_Source document_:
********************
TrimRX is a telehealth provider offering compounded tirzepatide. It requires a real medical intake, a prescription is written by a clinician (listed as an MD/NP licensed in your state), and the medication is compounded and dispensed by a pharmacy (CasaPharmaRx, in my case).
How much does TrimRX cost?
TrimRX was $279/month for tirzepatide ($399 list, with a $120 “Join” coupon applied), and the same price covered every dose tier. The number I saw at signup matched what was set up at checkout, and you’re only charged once the prescription is approved. Be aware the checkout pushes paid add-ons (NAD+, Sermorelin, Zofran) whose prices drop as you decline them.
Does TrimRX have a discount or coupon?
In my experience, yes, indirectly. The base tirzepatide price I saw was $279/month ($399 list with a $120 “Join” coupon applied). The checkout also pushes paid add-ons (NAD+, Sermorelin, Zofran), and the offered price drops each time you decline, so declining repeatedly lowered the price I was shown.
How fast does TrimRX ship?
Mine was slow. The tracking estimate said Friday and it didn’t arrive until the following Monday, with the package arriving warm, at 65°F.
Does TrimRX require lab work?
No. TrimRX did not request or require labs. Intake was a checklist-style medical questionnaire, with no labs in the prescription process and no ID verification.
Which pharmacy does TrimRX use?
My vial said “Compounded by CasaPharmaRx.” The pharmacy was not named before I purchased, and support would not confirm it or provide a certificate of analysis when I asked. Yours may vary by location.
Does TrimRX have provider check-ins?
No. There is a support chat in the portal but I got very slow responses and not many answers to questions.
Can you cancel TrimRX easily?
Yes. Cancellation was self-serve and took a couple of clicks. The subscription auto-renews, so cancel before your next cycle if you want to stop.
What’s in the TrimRX vial?
For my prescribed medication, the vial was compounded tirzepatide with B12 (cyanocobalamin), in a 2 mL multi-dose vial. I was not offered a choice of formulation at intake.
Is TrimRX good for beginners?
I would not recommend it for beginners. In my experience support did not respond to questions, which is exactly the kind of help a new patient is most likely to need.
********************
_Information supplied_:
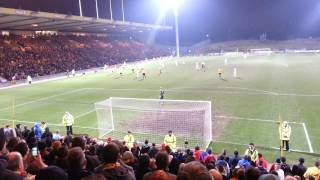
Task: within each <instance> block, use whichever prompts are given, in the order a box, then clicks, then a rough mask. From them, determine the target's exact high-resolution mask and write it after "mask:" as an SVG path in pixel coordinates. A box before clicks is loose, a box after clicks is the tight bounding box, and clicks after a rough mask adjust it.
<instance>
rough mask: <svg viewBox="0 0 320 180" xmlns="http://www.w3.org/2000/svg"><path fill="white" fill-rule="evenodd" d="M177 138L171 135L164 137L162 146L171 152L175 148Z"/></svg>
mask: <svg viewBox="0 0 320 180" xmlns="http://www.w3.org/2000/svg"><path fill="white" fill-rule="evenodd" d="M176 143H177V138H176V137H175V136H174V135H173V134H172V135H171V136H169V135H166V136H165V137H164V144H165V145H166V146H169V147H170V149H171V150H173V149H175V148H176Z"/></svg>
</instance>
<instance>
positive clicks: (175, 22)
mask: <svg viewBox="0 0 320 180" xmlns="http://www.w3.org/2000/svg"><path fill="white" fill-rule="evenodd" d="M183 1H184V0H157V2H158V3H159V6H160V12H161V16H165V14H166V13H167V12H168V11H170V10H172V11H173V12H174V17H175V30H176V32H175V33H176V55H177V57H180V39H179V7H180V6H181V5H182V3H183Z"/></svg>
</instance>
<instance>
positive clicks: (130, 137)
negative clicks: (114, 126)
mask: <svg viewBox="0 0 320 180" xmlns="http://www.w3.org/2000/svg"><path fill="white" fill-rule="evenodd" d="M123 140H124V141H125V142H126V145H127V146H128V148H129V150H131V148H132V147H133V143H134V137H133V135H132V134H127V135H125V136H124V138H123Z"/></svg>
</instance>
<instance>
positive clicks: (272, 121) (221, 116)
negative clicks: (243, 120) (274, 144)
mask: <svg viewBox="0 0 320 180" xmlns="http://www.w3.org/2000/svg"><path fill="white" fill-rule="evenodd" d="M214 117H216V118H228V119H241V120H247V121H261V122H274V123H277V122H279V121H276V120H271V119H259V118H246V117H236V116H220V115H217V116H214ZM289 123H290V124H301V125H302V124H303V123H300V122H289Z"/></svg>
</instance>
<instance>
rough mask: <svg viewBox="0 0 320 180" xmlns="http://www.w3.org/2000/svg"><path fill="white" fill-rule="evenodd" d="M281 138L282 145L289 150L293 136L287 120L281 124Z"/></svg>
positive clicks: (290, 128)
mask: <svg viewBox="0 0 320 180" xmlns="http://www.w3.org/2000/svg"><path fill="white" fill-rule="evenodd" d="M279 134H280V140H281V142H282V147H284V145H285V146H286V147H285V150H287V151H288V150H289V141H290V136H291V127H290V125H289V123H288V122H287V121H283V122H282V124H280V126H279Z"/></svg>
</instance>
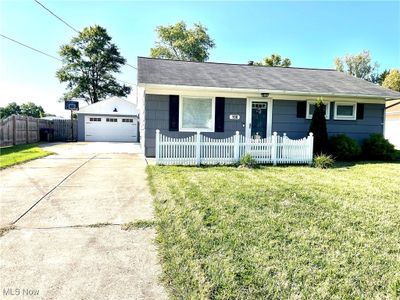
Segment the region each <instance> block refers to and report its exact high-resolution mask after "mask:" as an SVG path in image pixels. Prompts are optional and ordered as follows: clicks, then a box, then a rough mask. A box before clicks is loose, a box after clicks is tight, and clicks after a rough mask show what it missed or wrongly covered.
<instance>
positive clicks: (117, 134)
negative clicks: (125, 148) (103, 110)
********************
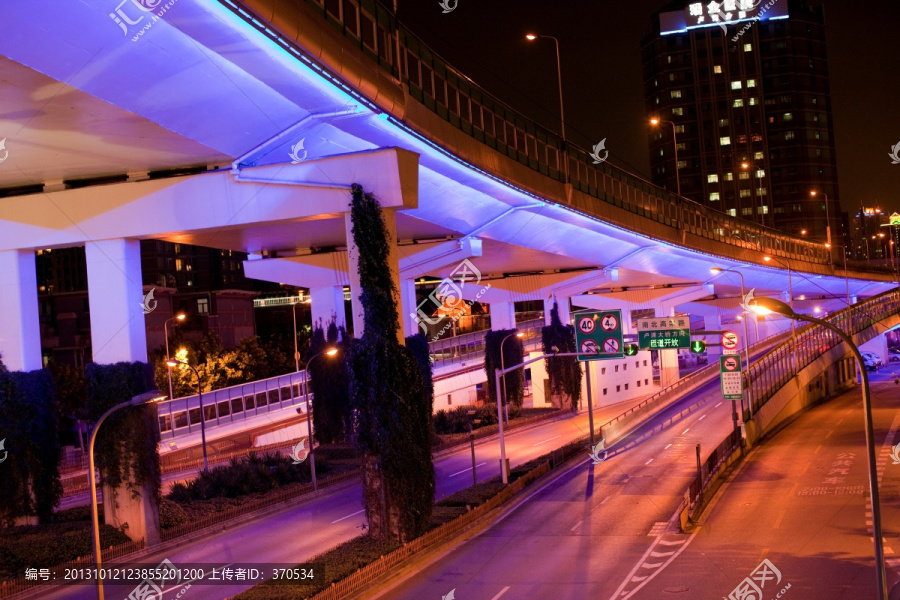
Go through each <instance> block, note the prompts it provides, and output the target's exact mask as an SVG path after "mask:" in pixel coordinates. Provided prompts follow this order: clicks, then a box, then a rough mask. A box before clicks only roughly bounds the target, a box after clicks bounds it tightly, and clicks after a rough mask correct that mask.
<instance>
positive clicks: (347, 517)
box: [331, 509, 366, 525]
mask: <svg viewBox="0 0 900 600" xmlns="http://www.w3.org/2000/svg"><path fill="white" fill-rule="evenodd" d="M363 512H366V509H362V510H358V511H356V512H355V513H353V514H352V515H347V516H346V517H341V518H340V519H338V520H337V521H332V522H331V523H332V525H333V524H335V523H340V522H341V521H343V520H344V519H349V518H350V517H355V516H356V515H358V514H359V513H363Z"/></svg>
********************
_Your instructions_: According to the TrimRX review, what temperature was the package when it arrived? The rows come from a separate source, not from the TrimRX review.

_Task answer_: It arrived warm, at 65°F.